_EXERCISE INSTRUCTIONS_. Copy out the following text about The Mint Chicks' album Screens in full, word for word, with nothing added or left out.

_ARTICLE_.
Screens is the third studio album from Portland, Oregon-based "troublegum" group The Mint Chicks and thus far the only Mint Chicks release not to feature bassist Michael Logie. It was released on March 16, 2009 in New Zealand, The Mint Chicks' homeland on Flying Nun Records. It was mixed in Portland, Oregon by the Nielson brothers and Jacob Portrait, with additional mixing by Chris Nielson in Auckland, New Zealand.

The album's first single was "I Can't Stop Being Foolish". Sam Peacocke, the New Zealand music award winning director responsible for the band's videos for "Walking Off a Cliff Again" and "Crazy? Yes! Dumb? No!" filmed a new video for the single, which hit number 1 on the bFM chart on February 4, 2009 and stayed at this position for 2 weeks.

On December 25, 2008, an EP called Mintunes was offered for free download on The Mint Chicks' website including 8-bit versions of four songs to appear on Screens, including the then-unreleased "Red, White or Blue" and "Screens".

On December 20, 2008, a video for "Enemies" made by band member Ruban Neilson appeared on The Mint Chicks' website, YouTube and Vimeo. On January 1, 2009, a similar video for the track "Life Will Get Better Some Day" created by Kody Neilson was released on YouTube.

_MATERIAL_.
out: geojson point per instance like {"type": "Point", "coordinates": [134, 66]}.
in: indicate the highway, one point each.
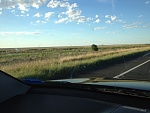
{"type": "Point", "coordinates": [138, 68]}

_TASK OUTPUT_.
Screens is the third studio album from Portland, Oregon-based "troublegum" group The Mint Chicks and thus far the only Mint Chicks release not to feature bassist Michael Logie. It was released on March 16, 2009 in New Zealand, The Mint Chicks' homeland on Flying Nun Records. It was mixed in Portland, Oregon by the Nielson brothers and Jacob Portrait, with additional mixing by Chris Nielson in Auckland, New Zealand.

The album's first single was "I Can't Stop Being Foolish". Sam Peacocke, the New Zealand music award winning director responsible for the band's videos for "Walking Off a Cliff Again" and "Crazy? Yes! Dumb? No!" filmed a new video for the single, which hit number 1 on the bFM chart on February 4, 2009 and stayed at this position for 2 weeks.

On December 25, 2008, an EP called Mintunes was offered for free download on The Mint Chicks' website including 8-bit versions of four songs to appear on Screens, including the then-unreleased "Red, White or Blue" and "Screens".

On December 20, 2008, a video for "Enemies" made by band member Ruban Neilson appeared on The Mint Chicks' website, YouTube and Vimeo. On January 1, 2009, a similar video for the track "Life Will Get Better Some Day" created by Kody Neilson was released on YouTube.